═════ Dataset records ═════

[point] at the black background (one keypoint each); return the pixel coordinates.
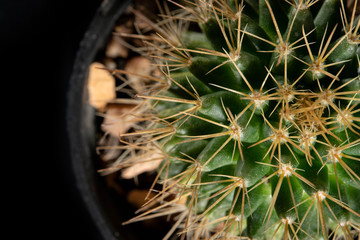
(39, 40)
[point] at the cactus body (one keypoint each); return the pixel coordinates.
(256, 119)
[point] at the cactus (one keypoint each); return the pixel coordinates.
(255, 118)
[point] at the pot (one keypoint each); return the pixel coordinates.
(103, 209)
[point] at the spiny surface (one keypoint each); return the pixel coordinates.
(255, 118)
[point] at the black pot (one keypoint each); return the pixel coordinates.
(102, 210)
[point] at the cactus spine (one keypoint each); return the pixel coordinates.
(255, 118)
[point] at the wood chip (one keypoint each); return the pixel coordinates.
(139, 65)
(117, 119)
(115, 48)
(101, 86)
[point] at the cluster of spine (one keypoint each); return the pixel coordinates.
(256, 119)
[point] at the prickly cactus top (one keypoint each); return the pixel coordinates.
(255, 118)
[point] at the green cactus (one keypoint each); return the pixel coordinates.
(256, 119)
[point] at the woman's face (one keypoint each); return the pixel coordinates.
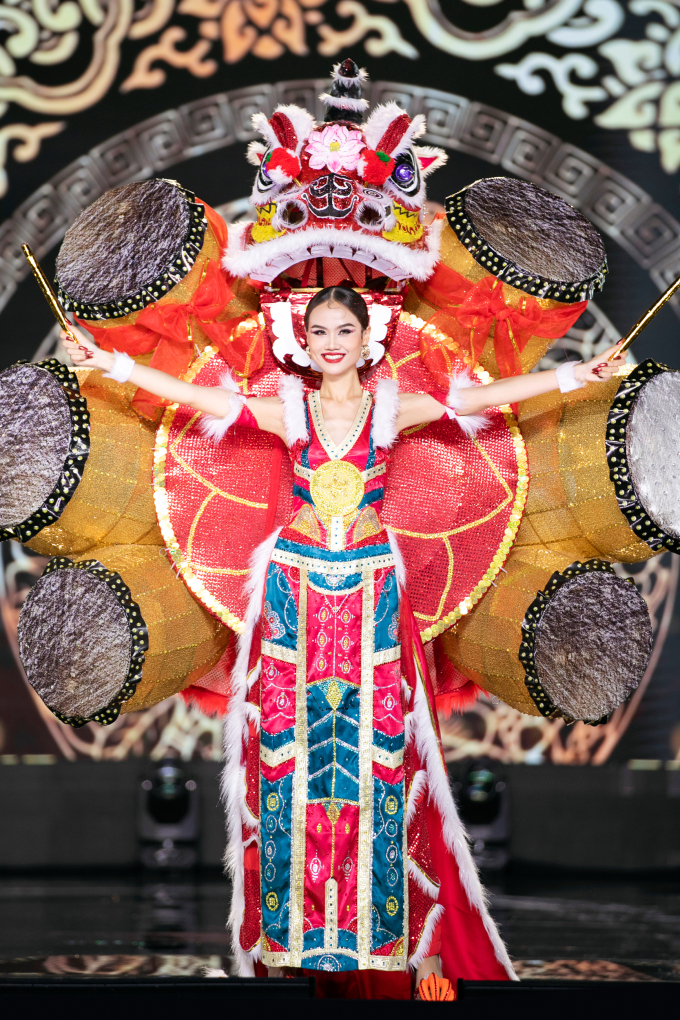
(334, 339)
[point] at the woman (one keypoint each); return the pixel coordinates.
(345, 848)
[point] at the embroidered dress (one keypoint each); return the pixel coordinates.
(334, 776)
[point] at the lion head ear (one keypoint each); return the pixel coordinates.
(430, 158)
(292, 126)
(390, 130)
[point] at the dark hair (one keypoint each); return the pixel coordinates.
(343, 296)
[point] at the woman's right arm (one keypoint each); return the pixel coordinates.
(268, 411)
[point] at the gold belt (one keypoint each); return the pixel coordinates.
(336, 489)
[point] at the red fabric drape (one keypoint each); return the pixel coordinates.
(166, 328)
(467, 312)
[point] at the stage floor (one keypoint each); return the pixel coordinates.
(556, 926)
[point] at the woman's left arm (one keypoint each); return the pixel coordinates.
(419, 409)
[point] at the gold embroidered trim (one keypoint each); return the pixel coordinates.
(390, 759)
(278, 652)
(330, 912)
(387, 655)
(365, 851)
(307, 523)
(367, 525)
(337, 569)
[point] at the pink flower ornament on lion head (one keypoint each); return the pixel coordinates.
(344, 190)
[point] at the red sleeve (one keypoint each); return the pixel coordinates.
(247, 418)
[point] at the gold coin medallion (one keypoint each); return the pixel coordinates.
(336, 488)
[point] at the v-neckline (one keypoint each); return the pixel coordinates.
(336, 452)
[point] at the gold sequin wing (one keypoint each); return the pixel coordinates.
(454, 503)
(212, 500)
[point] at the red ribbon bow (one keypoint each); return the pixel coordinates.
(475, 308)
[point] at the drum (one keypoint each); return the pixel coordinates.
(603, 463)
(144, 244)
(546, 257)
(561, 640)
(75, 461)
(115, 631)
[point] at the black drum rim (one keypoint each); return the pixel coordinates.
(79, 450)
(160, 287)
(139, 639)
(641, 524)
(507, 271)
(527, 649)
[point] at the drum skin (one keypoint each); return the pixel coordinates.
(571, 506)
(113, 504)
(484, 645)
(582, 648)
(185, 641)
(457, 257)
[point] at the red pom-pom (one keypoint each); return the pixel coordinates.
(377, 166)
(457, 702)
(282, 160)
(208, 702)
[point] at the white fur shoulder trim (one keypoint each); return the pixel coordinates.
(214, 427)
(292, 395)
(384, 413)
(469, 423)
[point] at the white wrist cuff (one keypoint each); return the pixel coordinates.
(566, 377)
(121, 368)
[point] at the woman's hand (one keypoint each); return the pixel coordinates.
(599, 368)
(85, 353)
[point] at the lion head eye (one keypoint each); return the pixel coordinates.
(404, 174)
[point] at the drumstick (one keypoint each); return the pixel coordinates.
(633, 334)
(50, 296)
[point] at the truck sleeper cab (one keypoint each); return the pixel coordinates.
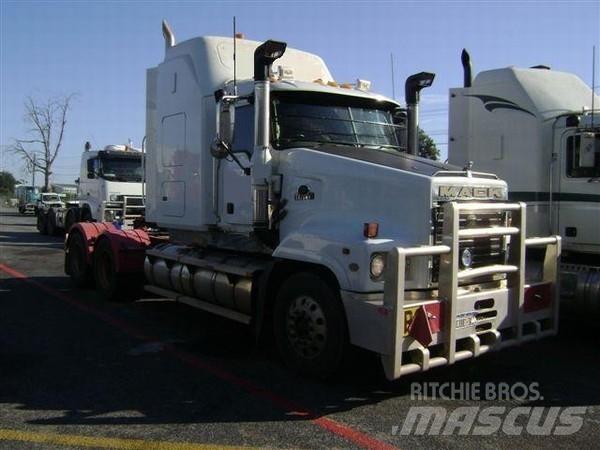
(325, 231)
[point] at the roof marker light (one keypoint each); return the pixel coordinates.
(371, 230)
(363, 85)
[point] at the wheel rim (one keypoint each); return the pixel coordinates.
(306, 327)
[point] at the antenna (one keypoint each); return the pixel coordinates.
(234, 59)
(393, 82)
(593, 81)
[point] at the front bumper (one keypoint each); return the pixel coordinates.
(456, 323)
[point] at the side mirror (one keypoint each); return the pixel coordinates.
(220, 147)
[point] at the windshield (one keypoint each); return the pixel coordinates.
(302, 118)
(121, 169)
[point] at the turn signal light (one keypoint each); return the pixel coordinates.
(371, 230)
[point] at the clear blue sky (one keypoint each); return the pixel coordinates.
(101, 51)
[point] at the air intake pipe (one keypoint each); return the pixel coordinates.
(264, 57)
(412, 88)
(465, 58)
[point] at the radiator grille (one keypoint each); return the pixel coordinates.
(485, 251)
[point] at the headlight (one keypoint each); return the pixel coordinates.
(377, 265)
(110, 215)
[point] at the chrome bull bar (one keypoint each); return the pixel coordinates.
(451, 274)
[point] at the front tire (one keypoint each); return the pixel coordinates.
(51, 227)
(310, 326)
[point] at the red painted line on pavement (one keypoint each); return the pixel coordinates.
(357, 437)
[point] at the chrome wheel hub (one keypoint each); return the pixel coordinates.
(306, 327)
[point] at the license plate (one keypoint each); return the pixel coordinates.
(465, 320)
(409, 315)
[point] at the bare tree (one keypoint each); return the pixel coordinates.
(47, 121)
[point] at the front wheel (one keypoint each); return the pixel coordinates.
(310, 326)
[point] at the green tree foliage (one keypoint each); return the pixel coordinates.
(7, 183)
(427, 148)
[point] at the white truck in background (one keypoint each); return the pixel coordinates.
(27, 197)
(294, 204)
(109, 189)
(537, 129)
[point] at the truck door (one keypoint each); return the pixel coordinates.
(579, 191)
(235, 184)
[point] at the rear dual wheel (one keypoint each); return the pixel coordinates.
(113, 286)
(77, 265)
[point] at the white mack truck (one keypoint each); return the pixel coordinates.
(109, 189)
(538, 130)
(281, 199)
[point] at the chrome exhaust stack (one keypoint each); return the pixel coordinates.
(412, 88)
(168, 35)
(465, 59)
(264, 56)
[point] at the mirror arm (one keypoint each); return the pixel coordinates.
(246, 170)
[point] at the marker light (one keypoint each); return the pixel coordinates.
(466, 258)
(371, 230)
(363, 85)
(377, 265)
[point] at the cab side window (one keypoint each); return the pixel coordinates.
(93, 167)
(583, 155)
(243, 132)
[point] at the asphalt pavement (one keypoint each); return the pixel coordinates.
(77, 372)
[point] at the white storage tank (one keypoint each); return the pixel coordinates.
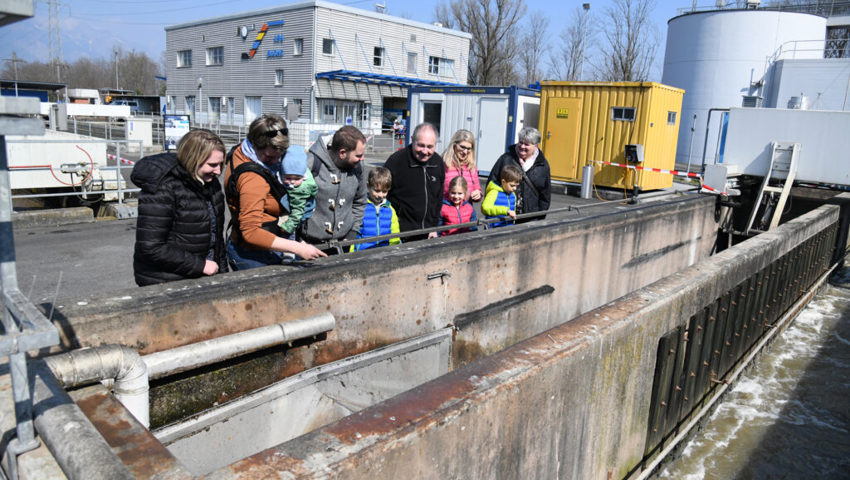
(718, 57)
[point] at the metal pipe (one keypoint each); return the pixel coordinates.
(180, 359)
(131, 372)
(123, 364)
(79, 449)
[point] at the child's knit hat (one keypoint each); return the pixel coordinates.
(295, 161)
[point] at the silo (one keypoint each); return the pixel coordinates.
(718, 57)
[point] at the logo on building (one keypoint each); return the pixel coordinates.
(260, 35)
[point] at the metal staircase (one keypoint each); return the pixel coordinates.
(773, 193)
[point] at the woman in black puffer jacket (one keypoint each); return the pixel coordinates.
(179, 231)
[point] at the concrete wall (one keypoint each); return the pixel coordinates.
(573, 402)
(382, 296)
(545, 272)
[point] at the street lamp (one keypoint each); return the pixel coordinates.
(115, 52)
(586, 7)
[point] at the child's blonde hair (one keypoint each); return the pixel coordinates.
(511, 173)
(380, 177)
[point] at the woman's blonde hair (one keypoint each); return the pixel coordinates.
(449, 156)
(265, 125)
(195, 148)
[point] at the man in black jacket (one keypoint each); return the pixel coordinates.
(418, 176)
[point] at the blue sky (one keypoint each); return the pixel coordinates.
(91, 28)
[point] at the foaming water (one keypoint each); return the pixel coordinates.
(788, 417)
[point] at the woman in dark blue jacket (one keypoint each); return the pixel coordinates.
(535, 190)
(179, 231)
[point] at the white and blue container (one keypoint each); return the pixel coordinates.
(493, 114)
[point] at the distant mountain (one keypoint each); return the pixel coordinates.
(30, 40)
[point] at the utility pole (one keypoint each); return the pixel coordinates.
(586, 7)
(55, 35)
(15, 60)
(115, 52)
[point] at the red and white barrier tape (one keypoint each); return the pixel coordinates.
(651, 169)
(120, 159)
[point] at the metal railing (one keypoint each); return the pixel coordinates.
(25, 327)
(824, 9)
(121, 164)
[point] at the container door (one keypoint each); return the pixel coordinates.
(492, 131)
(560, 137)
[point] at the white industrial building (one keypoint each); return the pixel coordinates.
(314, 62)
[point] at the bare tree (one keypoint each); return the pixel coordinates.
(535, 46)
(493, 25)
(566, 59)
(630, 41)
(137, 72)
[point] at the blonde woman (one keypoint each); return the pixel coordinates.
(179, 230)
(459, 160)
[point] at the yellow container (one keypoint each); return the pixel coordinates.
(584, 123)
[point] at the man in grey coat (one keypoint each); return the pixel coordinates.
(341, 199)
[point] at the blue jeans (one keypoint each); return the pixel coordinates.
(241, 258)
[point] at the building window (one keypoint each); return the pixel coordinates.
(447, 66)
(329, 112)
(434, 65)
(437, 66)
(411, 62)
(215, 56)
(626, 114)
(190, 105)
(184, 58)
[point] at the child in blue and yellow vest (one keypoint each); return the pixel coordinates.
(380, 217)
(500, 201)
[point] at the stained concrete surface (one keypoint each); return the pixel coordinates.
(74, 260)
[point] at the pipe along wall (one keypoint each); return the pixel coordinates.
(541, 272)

═════

In the entries above, take the line containing "[point] at the utility" and each later line through the last, and repeat them exactly. Output nothing else.

[point] at the utility pole (one keypoint each); return the pixel coordinates.
(586, 7)
(55, 35)
(15, 60)
(115, 52)
[point] at the red and white barrier tape (one keypoint each); return the pixel coordinates.
(651, 169)
(120, 159)
[point] at the metal railing (one keypoint each); return the pixel coordinates.
(25, 327)
(824, 9)
(121, 164)
[point] at the container door (one keypoint each); return the pixel coordinates.
(492, 131)
(560, 137)
[point] at the white industrial building (one keypoint each); return the pixel coordinates.
(314, 62)
[point] at the bare tree (one keypoint each); return the pixel coordinates.
(535, 46)
(493, 25)
(566, 59)
(630, 41)
(137, 72)
[point] at the blonde woman (one keypoint each); return the pixel coordinates.
(179, 230)
(459, 160)
[point] at the yellow container (one keypoint each); return the pixel coordinates.
(584, 123)
[point] at the man in grey coat (one keypoint each); return the pixel coordinates.
(341, 199)
[point] at the blue jeans (one keypoint each); return the pixel coordinates.
(241, 258)
[point] at the building window (one keypoint each); return the pixel coordinates.
(447, 66)
(329, 112)
(434, 65)
(437, 66)
(411, 62)
(215, 56)
(626, 114)
(190, 105)
(184, 58)
[point] at the child in blue and yellow vest (one keypoint each); return the pixel coordinates.
(380, 217)
(500, 201)
[point] at the stained concrete surface (one keypoint each); return the pixel coordinates.
(74, 260)
[point] at the pipe along wall (one keypoint each); return the pixel coordinates.
(541, 272)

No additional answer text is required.